▸ The problem
Where does the word "hair" show up in the records? Copy every line that has it.

▸ Study material
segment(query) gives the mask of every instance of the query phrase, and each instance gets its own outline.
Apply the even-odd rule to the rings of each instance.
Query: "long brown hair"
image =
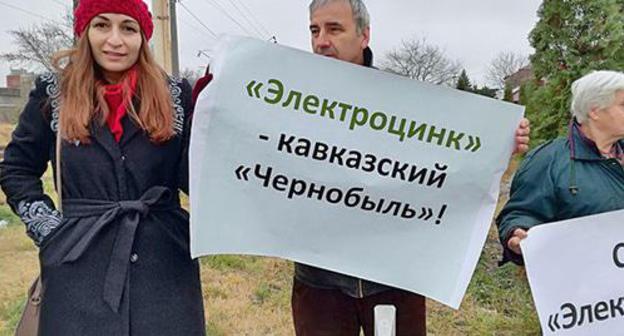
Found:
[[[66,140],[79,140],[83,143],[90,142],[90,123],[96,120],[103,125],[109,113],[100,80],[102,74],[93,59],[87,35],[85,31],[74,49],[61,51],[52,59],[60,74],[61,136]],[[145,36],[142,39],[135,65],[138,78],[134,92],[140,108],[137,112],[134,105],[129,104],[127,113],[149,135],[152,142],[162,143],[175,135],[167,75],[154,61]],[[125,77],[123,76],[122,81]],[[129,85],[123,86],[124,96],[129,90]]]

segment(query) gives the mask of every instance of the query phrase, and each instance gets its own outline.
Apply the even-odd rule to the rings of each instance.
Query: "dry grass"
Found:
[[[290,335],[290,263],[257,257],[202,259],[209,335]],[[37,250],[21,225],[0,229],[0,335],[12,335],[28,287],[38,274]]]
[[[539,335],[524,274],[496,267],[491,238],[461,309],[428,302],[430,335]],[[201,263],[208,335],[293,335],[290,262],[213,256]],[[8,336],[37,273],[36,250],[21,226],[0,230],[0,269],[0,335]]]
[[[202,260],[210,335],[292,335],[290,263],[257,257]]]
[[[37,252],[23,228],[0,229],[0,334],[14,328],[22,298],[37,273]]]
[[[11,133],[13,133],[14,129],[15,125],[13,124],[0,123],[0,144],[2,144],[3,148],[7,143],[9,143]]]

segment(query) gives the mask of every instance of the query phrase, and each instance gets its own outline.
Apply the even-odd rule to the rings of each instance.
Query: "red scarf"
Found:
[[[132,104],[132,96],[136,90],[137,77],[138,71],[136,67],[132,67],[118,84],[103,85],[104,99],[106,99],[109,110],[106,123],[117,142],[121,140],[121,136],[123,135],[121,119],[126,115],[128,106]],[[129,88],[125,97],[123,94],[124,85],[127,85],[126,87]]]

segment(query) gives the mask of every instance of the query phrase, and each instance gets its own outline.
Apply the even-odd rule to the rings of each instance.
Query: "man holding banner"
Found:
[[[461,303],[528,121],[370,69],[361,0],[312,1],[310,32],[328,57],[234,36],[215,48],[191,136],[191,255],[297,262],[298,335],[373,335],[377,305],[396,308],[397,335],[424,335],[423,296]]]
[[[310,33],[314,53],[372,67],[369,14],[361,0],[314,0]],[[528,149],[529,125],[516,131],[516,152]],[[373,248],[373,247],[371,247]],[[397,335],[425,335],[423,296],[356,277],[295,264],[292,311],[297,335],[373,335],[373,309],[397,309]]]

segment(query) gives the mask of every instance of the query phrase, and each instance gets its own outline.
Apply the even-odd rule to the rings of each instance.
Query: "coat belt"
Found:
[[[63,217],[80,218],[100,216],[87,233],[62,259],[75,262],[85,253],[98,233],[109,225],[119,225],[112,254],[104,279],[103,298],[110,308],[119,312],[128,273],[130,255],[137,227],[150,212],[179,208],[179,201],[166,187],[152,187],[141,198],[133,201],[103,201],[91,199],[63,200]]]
* * *
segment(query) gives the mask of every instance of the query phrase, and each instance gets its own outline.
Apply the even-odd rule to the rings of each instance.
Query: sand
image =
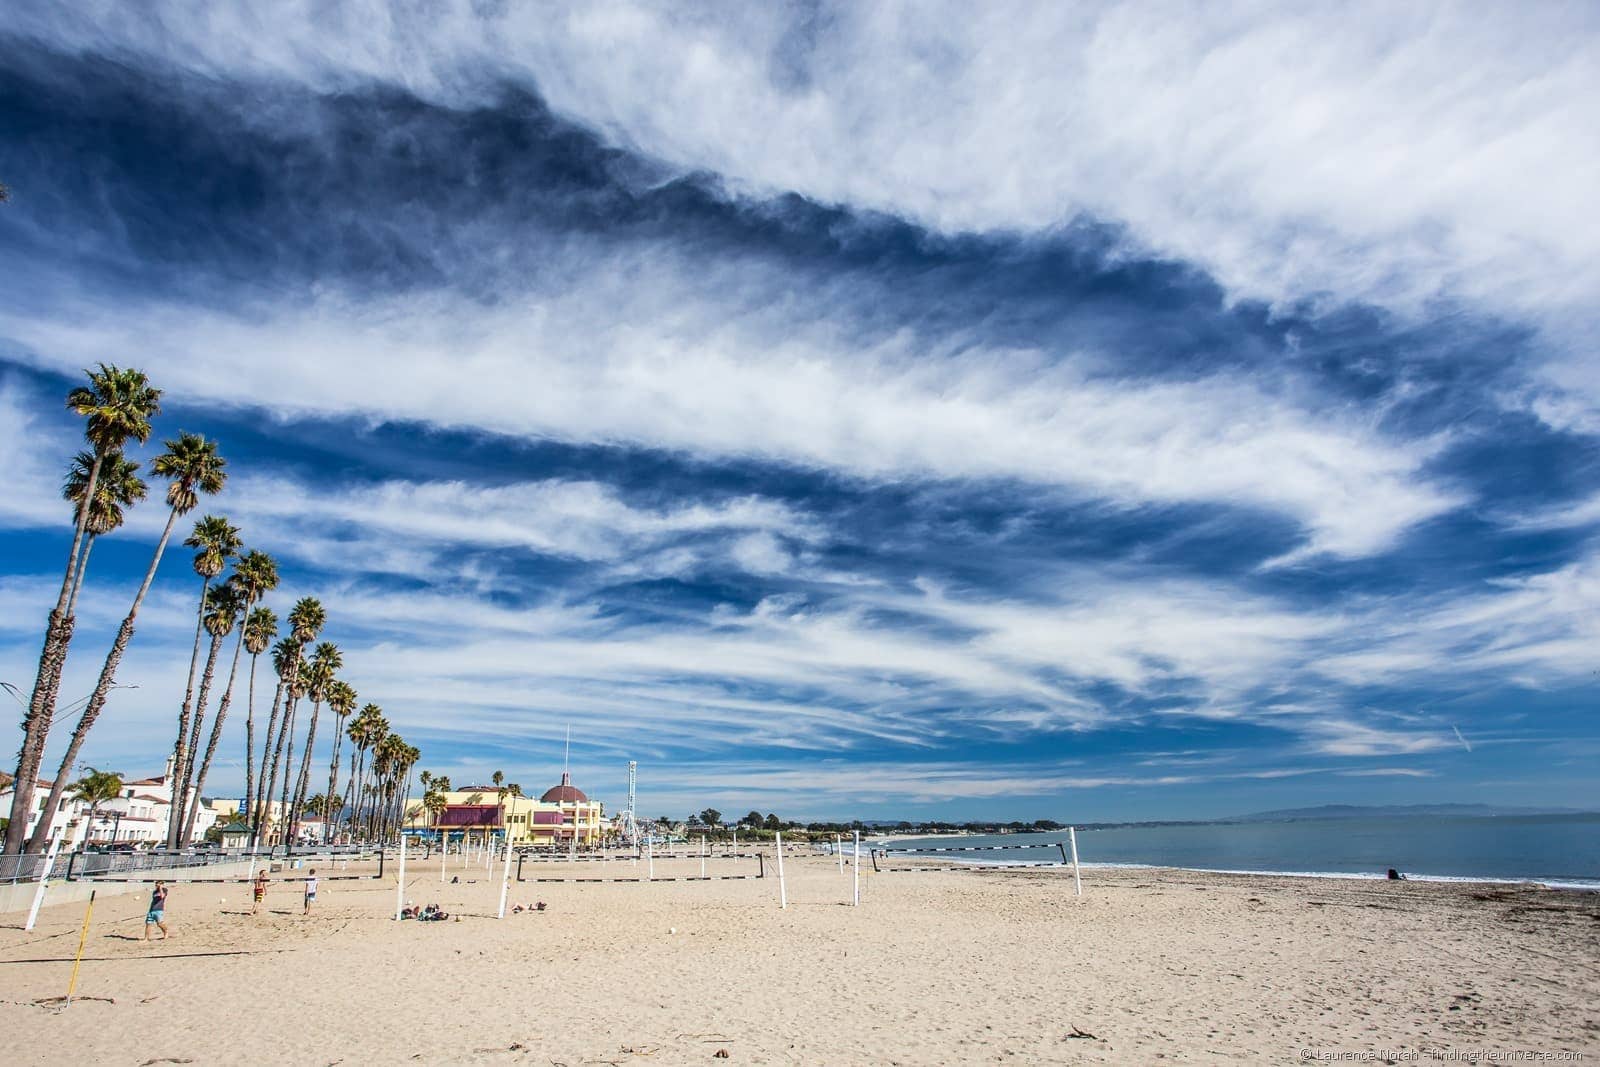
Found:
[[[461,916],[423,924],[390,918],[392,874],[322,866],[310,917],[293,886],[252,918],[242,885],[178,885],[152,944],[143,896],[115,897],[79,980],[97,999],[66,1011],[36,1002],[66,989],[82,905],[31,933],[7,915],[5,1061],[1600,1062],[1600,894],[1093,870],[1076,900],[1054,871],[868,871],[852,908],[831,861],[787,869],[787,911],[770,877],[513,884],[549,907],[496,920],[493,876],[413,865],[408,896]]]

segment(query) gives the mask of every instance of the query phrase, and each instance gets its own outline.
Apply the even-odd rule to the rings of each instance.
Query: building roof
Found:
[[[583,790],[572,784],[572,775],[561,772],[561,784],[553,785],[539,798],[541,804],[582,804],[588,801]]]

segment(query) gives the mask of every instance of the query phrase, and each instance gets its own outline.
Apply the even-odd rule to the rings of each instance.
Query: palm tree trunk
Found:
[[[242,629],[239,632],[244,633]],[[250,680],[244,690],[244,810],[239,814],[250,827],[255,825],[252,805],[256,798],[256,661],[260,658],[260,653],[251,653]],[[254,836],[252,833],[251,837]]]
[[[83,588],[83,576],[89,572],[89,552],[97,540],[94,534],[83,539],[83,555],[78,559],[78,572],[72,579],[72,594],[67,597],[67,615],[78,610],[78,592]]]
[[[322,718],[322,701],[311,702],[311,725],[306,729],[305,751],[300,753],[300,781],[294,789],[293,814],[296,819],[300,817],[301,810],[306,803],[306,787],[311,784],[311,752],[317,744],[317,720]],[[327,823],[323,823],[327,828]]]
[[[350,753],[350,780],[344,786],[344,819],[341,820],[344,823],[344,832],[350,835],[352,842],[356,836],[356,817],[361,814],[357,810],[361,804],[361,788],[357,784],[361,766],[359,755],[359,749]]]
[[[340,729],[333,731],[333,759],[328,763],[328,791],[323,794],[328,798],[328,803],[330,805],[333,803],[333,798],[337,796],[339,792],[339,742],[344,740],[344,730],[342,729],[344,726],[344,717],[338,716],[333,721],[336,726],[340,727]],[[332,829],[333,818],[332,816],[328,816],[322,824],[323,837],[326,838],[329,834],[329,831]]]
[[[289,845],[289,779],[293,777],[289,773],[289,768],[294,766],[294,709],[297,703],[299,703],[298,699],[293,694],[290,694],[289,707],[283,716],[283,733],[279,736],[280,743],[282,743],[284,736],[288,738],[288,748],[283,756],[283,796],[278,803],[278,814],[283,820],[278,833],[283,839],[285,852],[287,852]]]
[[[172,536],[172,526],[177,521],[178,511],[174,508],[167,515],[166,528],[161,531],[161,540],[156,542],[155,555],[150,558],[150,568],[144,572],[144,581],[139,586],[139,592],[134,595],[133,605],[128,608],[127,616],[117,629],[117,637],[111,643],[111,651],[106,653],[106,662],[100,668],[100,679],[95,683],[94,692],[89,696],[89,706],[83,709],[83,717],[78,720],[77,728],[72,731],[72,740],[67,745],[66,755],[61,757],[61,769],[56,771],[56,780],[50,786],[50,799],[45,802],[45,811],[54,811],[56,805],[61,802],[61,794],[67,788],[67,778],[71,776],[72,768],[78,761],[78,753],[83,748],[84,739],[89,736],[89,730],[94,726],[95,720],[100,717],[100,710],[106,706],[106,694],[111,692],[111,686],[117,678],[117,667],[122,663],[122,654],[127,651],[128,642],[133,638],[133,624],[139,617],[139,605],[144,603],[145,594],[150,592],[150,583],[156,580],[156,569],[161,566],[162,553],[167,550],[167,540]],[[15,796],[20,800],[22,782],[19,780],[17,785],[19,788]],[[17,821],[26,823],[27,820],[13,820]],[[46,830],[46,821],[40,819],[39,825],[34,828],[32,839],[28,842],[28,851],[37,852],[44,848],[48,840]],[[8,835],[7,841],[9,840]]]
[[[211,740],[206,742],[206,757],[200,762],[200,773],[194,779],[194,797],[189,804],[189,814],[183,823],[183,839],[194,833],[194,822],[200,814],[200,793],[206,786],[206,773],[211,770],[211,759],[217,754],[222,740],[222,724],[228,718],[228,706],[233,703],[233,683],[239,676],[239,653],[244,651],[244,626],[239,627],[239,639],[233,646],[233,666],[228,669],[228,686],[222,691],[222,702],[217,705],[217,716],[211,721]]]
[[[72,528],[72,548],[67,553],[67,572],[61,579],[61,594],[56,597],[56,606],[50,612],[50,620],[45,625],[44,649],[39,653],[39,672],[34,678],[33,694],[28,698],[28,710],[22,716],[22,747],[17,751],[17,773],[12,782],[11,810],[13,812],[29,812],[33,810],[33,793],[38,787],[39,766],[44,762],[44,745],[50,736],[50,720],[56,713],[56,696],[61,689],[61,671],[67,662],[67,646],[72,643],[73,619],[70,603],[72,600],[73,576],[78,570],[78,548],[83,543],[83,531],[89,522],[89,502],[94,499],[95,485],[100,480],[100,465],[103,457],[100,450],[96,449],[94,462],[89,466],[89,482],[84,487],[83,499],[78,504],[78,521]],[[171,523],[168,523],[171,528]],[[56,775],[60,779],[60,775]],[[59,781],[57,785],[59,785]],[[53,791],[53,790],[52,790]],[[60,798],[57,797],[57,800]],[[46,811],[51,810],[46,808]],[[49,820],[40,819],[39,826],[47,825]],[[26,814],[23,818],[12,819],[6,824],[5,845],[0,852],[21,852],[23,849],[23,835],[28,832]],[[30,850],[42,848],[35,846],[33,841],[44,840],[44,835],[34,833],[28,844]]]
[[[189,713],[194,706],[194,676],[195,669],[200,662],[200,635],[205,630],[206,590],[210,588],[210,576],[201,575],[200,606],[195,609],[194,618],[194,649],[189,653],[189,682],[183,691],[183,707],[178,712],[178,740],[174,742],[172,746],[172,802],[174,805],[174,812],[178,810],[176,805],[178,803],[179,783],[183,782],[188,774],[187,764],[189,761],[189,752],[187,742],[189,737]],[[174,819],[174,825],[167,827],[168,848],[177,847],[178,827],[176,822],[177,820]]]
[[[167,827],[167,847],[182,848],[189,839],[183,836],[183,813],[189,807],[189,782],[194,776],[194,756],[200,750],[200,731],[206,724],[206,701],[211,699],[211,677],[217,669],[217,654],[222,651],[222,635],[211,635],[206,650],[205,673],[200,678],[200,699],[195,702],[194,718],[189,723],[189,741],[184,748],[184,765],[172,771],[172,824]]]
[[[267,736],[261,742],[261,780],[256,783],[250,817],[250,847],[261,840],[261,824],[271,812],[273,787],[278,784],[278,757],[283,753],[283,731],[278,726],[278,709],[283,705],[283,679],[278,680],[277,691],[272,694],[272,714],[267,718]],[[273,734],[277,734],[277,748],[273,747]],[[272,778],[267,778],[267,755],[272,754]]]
...
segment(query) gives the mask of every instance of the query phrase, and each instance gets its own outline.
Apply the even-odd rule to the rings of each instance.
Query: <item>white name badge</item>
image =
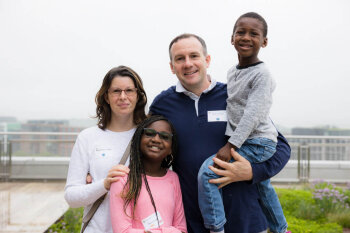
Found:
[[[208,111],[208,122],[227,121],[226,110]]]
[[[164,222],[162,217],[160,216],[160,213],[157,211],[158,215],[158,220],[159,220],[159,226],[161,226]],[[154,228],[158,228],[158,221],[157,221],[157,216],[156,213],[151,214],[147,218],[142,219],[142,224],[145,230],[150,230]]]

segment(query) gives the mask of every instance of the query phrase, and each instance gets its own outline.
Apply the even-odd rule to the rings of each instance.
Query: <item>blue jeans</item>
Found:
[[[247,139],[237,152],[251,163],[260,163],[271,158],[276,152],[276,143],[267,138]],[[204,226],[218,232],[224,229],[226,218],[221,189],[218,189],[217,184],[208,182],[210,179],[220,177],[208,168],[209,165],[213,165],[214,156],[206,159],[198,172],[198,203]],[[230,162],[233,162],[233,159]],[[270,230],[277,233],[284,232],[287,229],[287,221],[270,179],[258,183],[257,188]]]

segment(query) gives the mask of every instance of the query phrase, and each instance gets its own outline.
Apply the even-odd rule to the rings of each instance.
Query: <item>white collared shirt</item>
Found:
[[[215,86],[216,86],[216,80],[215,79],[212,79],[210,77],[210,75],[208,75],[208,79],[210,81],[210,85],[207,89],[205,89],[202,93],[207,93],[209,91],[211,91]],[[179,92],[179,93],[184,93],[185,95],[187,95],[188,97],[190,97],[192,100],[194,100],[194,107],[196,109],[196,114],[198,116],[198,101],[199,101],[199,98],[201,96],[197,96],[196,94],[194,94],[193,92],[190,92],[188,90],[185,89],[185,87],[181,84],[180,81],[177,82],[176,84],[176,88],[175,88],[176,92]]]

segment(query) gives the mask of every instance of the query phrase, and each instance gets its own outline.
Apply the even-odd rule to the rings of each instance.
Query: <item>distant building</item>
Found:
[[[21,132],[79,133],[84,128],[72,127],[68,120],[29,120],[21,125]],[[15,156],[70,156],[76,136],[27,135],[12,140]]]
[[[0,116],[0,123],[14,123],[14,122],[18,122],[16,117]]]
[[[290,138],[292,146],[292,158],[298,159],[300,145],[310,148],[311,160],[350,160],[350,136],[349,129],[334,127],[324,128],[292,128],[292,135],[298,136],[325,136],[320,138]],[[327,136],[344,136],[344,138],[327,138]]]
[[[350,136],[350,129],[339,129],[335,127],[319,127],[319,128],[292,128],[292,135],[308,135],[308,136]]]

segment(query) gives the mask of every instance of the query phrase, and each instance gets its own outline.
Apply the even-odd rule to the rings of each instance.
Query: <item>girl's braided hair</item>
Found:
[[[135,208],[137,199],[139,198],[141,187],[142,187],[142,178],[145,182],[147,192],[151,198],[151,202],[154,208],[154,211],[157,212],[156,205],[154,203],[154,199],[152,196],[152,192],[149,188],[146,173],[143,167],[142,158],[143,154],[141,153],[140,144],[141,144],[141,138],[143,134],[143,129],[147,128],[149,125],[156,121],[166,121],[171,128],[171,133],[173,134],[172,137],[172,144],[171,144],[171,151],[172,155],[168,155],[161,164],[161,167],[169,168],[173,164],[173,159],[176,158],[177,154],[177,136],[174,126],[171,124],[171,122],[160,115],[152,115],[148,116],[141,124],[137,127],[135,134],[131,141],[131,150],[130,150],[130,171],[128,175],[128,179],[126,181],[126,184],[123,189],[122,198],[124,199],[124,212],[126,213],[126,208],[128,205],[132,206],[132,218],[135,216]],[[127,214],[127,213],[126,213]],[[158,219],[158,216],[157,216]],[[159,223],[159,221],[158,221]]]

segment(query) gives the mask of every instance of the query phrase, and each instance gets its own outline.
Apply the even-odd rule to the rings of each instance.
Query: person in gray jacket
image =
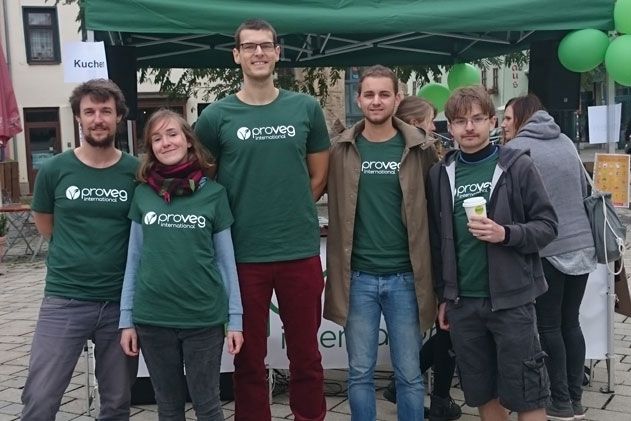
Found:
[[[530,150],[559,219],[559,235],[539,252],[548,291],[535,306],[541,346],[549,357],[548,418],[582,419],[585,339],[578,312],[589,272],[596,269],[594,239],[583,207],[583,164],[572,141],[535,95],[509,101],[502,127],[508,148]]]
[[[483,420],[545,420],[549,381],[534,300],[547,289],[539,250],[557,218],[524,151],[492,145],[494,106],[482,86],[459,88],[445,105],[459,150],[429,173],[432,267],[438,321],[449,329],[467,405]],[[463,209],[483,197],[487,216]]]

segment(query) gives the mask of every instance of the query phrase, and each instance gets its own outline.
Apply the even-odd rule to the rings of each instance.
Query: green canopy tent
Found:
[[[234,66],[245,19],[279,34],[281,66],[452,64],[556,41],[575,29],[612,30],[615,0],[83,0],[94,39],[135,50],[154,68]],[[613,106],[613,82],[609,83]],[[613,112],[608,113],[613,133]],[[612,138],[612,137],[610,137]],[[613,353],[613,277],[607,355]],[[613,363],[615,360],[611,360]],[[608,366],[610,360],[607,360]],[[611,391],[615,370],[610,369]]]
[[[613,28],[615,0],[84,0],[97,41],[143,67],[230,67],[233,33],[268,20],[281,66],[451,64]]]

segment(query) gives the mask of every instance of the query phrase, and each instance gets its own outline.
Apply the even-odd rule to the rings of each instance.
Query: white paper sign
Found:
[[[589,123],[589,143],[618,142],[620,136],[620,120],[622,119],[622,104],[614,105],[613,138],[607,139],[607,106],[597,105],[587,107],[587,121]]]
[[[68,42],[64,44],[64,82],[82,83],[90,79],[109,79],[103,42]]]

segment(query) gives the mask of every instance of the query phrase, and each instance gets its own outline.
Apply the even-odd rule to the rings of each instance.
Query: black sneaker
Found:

▸ Reply to the task
Query: "long brown hair"
Query: <item>girl's braided hair</item>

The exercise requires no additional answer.